■ Consignes écrites
[A] D'après l'extrait sur Fernand Léger, pourquoi le peintre a-t-il réagi contre l'impressionnisme ? Répondez en une à trois phrases.
[B] Selon l'extrait sur Fernand Léger, en quelle année le peintre gagne-t-il Paris ?

■ Extrait
------------------------------------------------------------
Histoire des Arts

 
 

 

Fernand LEGER (1881-1955)

I) Héritages et projet :

Formation dans un bureau d'architecte à Caen pendant deux ans, puis gagne Paris en 1900, où il abandonne cette formation pour le métier de peintre tout en assurant d'abord le quotidien en dessinant pour un architecte et en accomplissant des travaux de retouches photographiques.

.Après une période d'indécision et de flou des influences, Léger affirme après 1908 un art de franche rupture.

« J'ai commencé par faire des toiles dans le genre des Impressionnistes. Tout de suite j'ai eu une réaction contre l'Impressionnisme[ ...] et j'ai eu cette réaction parce que j'ai senti que l'époque des Impressionnistes avait été naturellement mélodieuse alors que la mienne ne l'était plus. »

« A part Cézanne, à cette époque, je n'étais curieux de rien », et Léger ajoute que son « intérêt pour lui était venu en même temps que le besoin de grossir les volumes ».
------------------------------------------------------------
■ Entrées
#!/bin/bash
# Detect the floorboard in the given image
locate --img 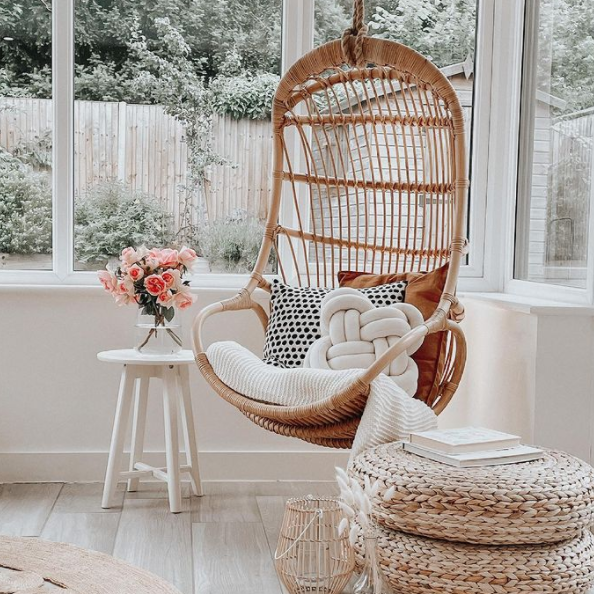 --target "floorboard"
[0,481,336,594]
[192,522,281,594]
[53,483,124,514]
[41,512,120,555]
[0,483,62,536]
[113,499,193,594]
------------------------------------------------------------
■ Solutions dans l'ordre
[A] Léger a réagi contre l'impressionnisme parce qu'il sentait que l'époque des impressionnistes avait été naturellement mélodieuse, alors que la sienne ne l'était plus.

[B] En 1900.